** BEGIN **

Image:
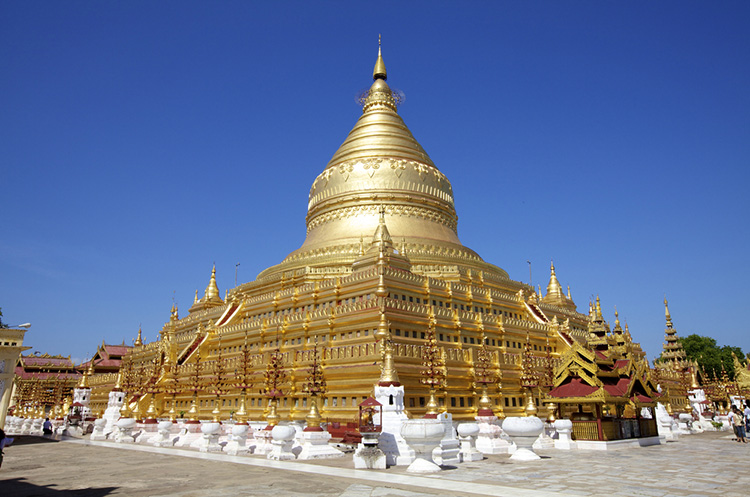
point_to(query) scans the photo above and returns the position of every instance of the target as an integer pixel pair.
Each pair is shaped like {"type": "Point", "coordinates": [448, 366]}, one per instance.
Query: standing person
{"type": "Point", "coordinates": [47, 427]}
{"type": "Point", "coordinates": [3, 442]}
{"type": "Point", "coordinates": [731, 417]}
{"type": "Point", "coordinates": [738, 420]}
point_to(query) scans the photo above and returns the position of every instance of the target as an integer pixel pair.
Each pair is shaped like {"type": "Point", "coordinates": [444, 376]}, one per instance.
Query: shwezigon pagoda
{"type": "Point", "coordinates": [381, 290]}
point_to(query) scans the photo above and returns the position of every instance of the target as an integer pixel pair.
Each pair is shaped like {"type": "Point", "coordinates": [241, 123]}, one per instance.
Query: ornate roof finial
{"type": "Point", "coordinates": [617, 320]}
{"type": "Point", "coordinates": [666, 312]}
{"type": "Point", "coordinates": [382, 235]}
{"type": "Point", "coordinates": [212, 290]}
{"type": "Point", "coordinates": [554, 290]}
{"type": "Point", "coordinates": [379, 71]}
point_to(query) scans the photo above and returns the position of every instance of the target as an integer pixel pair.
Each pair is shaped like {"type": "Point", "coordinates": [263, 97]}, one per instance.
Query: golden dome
{"type": "Point", "coordinates": [381, 165]}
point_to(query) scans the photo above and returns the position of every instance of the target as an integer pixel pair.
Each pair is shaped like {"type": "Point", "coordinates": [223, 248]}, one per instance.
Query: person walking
{"type": "Point", "coordinates": [738, 422]}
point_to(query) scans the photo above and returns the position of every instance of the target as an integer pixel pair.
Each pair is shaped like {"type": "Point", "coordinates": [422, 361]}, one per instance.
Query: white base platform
{"type": "Point", "coordinates": [628, 443]}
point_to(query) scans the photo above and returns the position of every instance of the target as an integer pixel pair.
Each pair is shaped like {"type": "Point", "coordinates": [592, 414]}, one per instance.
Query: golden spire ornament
{"type": "Point", "coordinates": [195, 384]}
{"type": "Point", "coordinates": [243, 381]}
{"type": "Point", "coordinates": [484, 374]}
{"type": "Point", "coordinates": [315, 386]}
{"type": "Point", "coordinates": [528, 379]}
{"type": "Point", "coordinates": [216, 385]}
{"type": "Point", "coordinates": [274, 379]}
{"type": "Point", "coordinates": [433, 368]}
{"type": "Point", "coordinates": [379, 72]}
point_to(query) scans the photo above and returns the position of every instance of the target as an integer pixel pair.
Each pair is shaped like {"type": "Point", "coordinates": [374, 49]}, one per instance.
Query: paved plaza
{"type": "Point", "coordinates": [696, 465]}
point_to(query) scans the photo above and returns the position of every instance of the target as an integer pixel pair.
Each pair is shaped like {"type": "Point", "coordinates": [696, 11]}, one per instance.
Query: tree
{"type": "Point", "coordinates": [710, 356]}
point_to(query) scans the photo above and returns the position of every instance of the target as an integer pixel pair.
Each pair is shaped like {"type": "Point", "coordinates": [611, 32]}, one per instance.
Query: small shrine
{"type": "Point", "coordinates": [603, 386]}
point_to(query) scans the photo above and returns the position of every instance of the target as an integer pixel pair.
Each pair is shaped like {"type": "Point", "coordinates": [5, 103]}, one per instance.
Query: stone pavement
{"type": "Point", "coordinates": [704, 464]}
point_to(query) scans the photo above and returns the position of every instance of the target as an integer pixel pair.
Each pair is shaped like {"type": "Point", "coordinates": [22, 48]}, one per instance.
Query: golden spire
{"type": "Point", "coordinates": [382, 236]}
{"type": "Point", "coordinates": [617, 319]}
{"type": "Point", "coordinates": [118, 382]}
{"type": "Point", "coordinates": [666, 312]}
{"type": "Point", "coordinates": [84, 383]}
{"type": "Point", "coordinates": [138, 341]}
{"type": "Point", "coordinates": [379, 71]}
{"type": "Point", "coordinates": [212, 290]}
{"type": "Point", "coordinates": [554, 290]}
{"type": "Point", "coordinates": [388, 373]}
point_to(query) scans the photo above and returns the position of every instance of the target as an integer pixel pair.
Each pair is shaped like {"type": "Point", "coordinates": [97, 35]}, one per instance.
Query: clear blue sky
{"type": "Point", "coordinates": [140, 142]}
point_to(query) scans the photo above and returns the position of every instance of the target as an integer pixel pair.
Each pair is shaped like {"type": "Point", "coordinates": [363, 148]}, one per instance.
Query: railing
{"type": "Point", "coordinates": [614, 429]}
{"type": "Point", "coordinates": [585, 430]}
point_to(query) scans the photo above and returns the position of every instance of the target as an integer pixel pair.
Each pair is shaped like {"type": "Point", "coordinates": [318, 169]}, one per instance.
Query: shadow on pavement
{"type": "Point", "coordinates": [19, 487]}
{"type": "Point", "coordinates": [30, 439]}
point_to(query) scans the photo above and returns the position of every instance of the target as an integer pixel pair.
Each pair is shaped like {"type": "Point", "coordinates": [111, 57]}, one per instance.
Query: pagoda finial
{"type": "Point", "coordinates": [666, 312]}
{"type": "Point", "coordinates": [554, 290]}
{"type": "Point", "coordinates": [382, 236]}
{"type": "Point", "coordinates": [212, 290]}
{"type": "Point", "coordinates": [379, 71]}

** END **

Aim of the exercise: In this exercise, set down all of the data exactly, without the pictures.

Solution below:
Image:
point_to(query) scans the photo above and returns the position of every instance of the target as an integer pixel pair.
Each pair is shaped like {"type": "Point", "coordinates": [448, 366]}, one per instance.
Query: standing person
{"type": "Point", "coordinates": [47, 427]}
{"type": "Point", "coordinates": [3, 442]}
{"type": "Point", "coordinates": [731, 417]}
{"type": "Point", "coordinates": [738, 420]}
point_to(query) scans the photo above and returns the position of every instance of the target as an integer pixel pair.
Each pair is shaped like {"type": "Point", "coordinates": [444, 376]}, one per instance.
Query: shwezigon pagoda
{"type": "Point", "coordinates": [381, 290]}
point_to(query) scans the photo above and returns the position of every instance of the target as an integer pixel pair.
Each pair is shaped like {"type": "Point", "coordinates": [241, 123]}, one per instance.
Query: ornate roof finial
{"type": "Point", "coordinates": [617, 320]}
{"type": "Point", "coordinates": [666, 312]}
{"type": "Point", "coordinates": [382, 235]}
{"type": "Point", "coordinates": [212, 290]}
{"type": "Point", "coordinates": [554, 290]}
{"type": "Point", "coordinates": [379, 71]}
point_to(query) scans the photo above and returns the position of every instance of the target as an integer pixel pair.
Each pair is shaped like {"type": "Point", "coordinates": [263, 97]}, one per instance.
Query: golden dome
{"type": "Point", "coordinates": [381, 165]}
point_to(query) scans the photo above and returns the position of every instance of the target as an integer pixel pair.
Each pair is shaped like {"type": "Point", "coordinates": [223, 248]}, one per instance.
Query: person walking
{"type": "Point", "coordinates": [738, 422]}
point_to(query) scans the photo above and returns the position of every instance of the target as an integer pixel pair.
Each pair is shaped like {"type": "Point", "coordinates": [422, 361]}, one per instance.
Query: white base platform
{"type": "Point", "coordinates": [628, 443]}
point_to(query) scans the photo above and returns the position of every instance of the target as an integer pixel pair.
Each pair is shaped like {"type": "Point", "coordinates": [592, 414]}, one per instance.
Query: golden spire ornament
{"type": "Point", "coordinates": [195, 384]}
{"type": "Point", "coordinates": [243, 381]}
{"type": "Point", "coordinates": [484, 374]}
{"type": "Point", "coordinates": [315, 386]}
{"type": "Point", "coordinates": [528, 379]}
{"type": "Point", "coordinates": [216, 385]}
{"type": "Point", "coordinates": [274, 379]}
{"type": "Point", "coordinates": [433, 368]}
{"type": "Point", "coordinates": [379, 72]}
point_to(query) scans the photo above and returns the position of every instance of the target as an integer pixel pair.
Each pair is shaped like {"type": "Point", "coordinates": [374, 49]}, one per instance.
Query: paved plaza
{"type": "Point", "coordinates": [696, 465]}
point_to(query) scans the photo above and returns the position of every instance of the target as an integer pixel pair.
Each pair is shaped like {"type": "Point", "coordinates": [696, 11]}, one per instance.
Query: tree
{"type": "Point", "coordinates": [710, 356]}
point_to(query) scans the photo above and returns the position of every instance of the target as an integer pixel pair.
Each pair is shaped like {"type": "Point", "coordinates": [611, 32]}, one per instance.
Query: small shrine
{"type": "Point", "coordinates": [603, 386]}
point_to(query) scans the photo above and returns the position of every instance of the target as an integer pixel pair.
Each pair is shaped like {"type": "Point", "coordinates": [5, 103]}, one per instance.
Query: stone pavement
{"type": "Point", "coordinates": [704, 464]}
point_to(query) scans the photo above and returns the position of every instance of the target as an integer pixel pair.
Each pair is shaped like {"type": "Point", "coordinates": [22, 48]}, one per instance.
Query: golden spire
{"type": "Point", "coordinates": [382, 236]}
{"type": "Point", "coordinates": [617, 319]}
{"type": "Point", "coordinates": [118, 382]}
{"type": "Point", "coordinates": [666, 312]}
{"type": "Point", "coordinates": [84, 383]}
{"type": "Point", "coordinates": [138, 341]}
{"type": "Point", "coordinates": [379, 71]}
{"type": "Point", "coordinates": [212, 290]}
{"type": "Point", "coordinates": [554, 290]}
{"type": "Point", "coordinates": [388, 373]}
point_to(query) scans the photo above and returns the position of every instance of the target as an integer pixel pair.
Each pair is shaped like {"type": "Point", "coordinates": [97, 35]}, one per instance.
Query: clear blue sky
{"type": "Point", "coordinates": [140, 142]}
point_to(query) scans the photo above and returns the position of every instance of the target as an integer pixel pair.
Each pair is shaped like {"type": "Point", "coordinates": [363, 148]}, one per instance.
Query: railing
{"type": "Point", "coordinates": [614, 429]}
{"type": "Point", "coordinates": [585, 430]}
point_to(query) scans the photo above and returns the position of every instance of the target as an integer pixel pair.
Each pair is shaped like {"type": "Point", "coordinates": [318, 169]}, one per instance.
Query: shadow on pavement
{"type": "Point", "coordinates": [19, 487]}
{"type": "Point", "coordinates": [30, 439]}
point_to(query) scans the photo above and returns the position of every instance of the target as an integer pixel pair.
Each pair is shaped like {"type": "Point", "coordinates": [111, 57]}, one per instance.
Query: pagoda finial
{"type": "Point", "coordinates": [666, 312]}
{"type": "Point", "coordinates": [554, 290]}
{"type": "Point", "coordinates": [382, 236]}
{"type": "Point", "coordinates": [212, 290]}
{"type": "Point", "coordinates": [379, 71]}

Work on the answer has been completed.